Output range, inclusive: from the line containing "Using the scene above, find horizon." to the line containing "Using the scene above, find grey rock". Restate those lines from the data below word for word and only those.

*** Opening of Stored data ***

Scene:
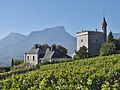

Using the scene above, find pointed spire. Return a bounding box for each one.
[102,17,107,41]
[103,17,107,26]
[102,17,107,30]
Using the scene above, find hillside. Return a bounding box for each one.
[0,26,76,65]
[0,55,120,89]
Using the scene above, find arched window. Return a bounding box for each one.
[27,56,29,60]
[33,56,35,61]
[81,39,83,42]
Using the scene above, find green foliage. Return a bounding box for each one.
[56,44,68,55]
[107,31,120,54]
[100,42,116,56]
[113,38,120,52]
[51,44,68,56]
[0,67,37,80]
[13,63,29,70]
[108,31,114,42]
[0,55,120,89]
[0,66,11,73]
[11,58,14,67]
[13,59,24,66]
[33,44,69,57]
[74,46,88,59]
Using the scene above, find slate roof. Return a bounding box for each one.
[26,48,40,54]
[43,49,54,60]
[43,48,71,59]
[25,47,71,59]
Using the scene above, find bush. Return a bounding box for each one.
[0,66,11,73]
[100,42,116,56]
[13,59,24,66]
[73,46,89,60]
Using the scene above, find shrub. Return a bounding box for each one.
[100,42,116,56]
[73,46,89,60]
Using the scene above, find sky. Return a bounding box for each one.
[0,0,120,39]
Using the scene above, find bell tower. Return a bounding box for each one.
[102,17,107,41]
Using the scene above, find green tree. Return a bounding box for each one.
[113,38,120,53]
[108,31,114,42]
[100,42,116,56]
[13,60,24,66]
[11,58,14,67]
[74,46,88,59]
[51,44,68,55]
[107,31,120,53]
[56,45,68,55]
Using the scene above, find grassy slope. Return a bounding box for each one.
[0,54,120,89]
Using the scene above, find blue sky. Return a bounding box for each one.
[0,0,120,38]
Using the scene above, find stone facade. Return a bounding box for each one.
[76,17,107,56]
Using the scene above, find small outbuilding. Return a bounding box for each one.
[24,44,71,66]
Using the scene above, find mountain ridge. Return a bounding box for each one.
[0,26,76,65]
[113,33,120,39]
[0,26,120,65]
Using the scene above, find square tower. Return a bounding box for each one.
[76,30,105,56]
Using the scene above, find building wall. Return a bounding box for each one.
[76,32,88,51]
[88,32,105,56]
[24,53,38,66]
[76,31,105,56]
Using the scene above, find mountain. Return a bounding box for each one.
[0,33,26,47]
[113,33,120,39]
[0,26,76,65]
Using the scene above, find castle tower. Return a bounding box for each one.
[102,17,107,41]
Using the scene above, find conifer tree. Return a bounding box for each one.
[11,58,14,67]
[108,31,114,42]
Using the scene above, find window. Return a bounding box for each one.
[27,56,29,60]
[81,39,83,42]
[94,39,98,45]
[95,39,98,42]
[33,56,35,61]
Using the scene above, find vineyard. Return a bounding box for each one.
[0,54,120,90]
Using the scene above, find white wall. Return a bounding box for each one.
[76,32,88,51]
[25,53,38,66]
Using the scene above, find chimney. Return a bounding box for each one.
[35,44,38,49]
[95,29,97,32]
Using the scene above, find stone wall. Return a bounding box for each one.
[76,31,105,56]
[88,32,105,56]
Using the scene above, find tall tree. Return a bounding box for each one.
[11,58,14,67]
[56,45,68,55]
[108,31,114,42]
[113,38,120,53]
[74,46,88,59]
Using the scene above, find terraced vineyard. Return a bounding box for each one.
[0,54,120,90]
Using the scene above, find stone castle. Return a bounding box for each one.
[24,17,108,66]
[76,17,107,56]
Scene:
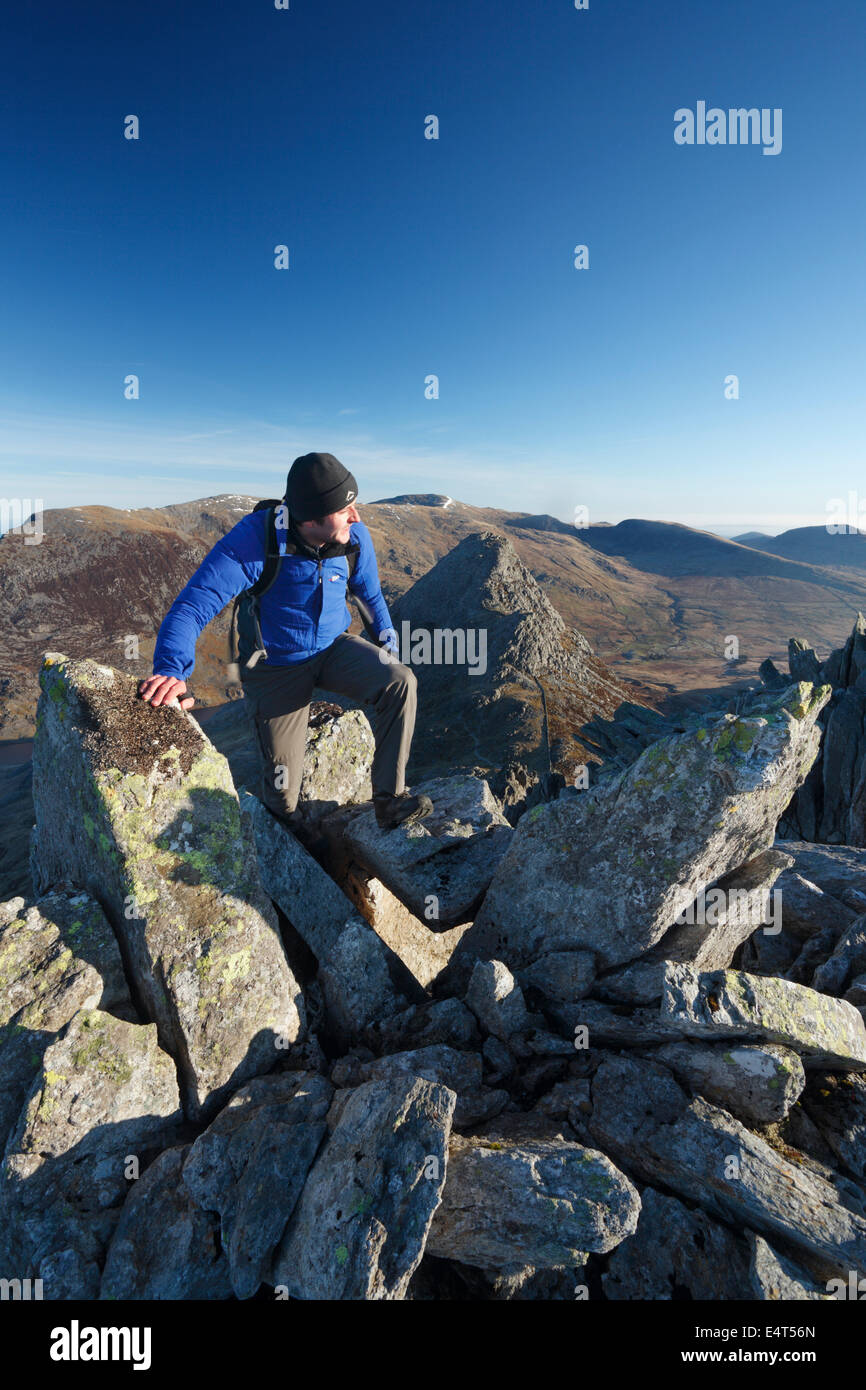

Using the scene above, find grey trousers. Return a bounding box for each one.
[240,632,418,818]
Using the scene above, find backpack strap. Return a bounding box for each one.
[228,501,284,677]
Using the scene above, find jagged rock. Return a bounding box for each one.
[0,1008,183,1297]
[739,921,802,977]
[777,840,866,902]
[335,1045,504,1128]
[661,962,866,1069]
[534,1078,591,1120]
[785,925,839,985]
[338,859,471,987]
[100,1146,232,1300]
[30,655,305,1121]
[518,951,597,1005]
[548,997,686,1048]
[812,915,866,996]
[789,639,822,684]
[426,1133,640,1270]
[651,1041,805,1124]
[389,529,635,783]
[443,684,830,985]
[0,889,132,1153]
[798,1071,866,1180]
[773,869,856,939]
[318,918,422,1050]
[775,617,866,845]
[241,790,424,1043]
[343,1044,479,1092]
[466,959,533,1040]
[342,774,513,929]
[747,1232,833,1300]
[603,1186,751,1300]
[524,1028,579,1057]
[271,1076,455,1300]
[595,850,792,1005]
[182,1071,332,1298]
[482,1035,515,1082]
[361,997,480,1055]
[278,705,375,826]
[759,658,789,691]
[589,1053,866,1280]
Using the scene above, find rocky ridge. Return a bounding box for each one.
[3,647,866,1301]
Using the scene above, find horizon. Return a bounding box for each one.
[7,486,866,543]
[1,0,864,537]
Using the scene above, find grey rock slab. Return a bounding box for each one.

*** Close of Stored data ***
*** Opening of Stored data ***

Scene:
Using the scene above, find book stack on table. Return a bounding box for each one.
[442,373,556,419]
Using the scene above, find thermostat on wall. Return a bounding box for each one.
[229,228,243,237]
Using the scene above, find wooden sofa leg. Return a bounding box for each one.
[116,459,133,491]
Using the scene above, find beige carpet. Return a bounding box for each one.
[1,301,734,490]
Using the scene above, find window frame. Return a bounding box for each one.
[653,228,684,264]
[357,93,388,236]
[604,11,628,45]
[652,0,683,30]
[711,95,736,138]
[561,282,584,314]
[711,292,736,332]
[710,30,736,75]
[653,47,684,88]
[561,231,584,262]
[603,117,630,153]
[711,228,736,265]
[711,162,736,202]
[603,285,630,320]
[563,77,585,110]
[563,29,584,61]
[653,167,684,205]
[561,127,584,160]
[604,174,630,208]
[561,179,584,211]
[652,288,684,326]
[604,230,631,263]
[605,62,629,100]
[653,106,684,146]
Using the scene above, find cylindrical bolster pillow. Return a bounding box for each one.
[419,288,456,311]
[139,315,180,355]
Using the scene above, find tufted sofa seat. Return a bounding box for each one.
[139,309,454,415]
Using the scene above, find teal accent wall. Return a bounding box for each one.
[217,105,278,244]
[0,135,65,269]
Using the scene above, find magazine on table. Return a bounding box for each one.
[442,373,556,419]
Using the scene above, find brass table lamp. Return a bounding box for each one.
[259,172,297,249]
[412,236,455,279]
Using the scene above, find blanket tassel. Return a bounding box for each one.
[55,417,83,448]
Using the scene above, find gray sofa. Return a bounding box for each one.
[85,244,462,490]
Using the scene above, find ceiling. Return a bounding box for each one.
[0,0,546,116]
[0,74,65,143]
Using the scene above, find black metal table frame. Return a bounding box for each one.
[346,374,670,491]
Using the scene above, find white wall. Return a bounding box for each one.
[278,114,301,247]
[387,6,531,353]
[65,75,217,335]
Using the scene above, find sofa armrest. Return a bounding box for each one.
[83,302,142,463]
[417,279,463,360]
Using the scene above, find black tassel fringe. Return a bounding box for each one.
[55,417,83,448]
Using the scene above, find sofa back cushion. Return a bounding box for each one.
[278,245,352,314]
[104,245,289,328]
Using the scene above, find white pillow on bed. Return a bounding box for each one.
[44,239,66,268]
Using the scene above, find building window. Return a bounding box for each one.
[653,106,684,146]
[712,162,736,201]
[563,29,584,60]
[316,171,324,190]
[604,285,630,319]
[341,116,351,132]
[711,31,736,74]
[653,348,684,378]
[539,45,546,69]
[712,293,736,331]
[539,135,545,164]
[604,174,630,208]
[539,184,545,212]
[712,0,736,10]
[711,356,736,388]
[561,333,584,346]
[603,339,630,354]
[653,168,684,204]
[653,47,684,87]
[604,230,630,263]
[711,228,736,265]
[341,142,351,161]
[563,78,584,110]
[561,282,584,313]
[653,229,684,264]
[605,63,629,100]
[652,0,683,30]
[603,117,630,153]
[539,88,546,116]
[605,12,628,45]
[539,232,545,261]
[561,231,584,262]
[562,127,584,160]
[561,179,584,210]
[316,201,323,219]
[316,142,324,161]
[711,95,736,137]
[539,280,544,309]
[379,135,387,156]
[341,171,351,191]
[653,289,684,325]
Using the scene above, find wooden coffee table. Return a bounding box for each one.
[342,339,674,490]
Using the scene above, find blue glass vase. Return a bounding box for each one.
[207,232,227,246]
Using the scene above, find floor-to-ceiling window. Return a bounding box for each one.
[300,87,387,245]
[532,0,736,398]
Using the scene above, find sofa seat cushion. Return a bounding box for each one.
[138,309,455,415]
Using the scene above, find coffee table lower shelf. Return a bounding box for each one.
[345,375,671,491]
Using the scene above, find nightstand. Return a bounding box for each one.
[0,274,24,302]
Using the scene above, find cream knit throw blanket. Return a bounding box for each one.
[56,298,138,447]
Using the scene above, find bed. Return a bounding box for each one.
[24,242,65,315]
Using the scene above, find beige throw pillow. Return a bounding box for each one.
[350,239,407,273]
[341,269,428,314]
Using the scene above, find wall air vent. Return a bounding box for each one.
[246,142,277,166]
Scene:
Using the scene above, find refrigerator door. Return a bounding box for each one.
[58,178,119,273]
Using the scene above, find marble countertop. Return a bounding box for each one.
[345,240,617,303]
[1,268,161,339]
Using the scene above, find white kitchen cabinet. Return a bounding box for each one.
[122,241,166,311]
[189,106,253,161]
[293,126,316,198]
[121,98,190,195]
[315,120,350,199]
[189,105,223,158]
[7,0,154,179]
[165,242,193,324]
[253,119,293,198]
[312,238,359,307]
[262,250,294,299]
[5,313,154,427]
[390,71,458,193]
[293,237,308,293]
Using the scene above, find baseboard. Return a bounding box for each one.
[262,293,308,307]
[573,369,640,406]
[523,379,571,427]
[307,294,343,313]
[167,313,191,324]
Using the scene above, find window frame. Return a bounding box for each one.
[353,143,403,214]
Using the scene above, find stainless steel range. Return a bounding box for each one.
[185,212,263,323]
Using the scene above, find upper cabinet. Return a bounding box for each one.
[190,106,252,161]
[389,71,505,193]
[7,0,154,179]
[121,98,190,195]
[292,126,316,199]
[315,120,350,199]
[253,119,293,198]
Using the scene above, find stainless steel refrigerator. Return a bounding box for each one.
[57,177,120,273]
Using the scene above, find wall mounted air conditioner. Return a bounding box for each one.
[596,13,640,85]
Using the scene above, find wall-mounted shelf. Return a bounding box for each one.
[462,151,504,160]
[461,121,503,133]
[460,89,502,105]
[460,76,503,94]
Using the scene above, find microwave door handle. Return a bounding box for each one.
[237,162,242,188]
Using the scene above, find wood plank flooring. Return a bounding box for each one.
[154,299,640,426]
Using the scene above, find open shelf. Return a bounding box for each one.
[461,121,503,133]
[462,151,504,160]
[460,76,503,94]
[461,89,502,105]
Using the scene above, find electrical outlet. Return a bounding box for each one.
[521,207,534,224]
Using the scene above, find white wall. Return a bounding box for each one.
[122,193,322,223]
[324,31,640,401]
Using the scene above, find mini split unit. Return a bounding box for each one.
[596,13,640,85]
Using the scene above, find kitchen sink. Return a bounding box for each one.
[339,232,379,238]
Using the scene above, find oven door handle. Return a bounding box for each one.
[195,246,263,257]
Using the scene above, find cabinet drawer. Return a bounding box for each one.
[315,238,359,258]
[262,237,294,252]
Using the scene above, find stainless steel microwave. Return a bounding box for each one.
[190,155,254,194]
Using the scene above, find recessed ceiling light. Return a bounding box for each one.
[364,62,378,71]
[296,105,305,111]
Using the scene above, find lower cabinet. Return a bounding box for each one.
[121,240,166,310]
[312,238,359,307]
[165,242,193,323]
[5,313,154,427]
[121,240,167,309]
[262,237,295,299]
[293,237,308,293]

*** Close of Stored data ***

* _Reply to the exercise_:
Using the scene above, find horizon. Return a bounding box for each one.
[7,486,866,543]
[1,0,864,537]
Using the scene above, find grey rock slab. Return a bounding box for each one.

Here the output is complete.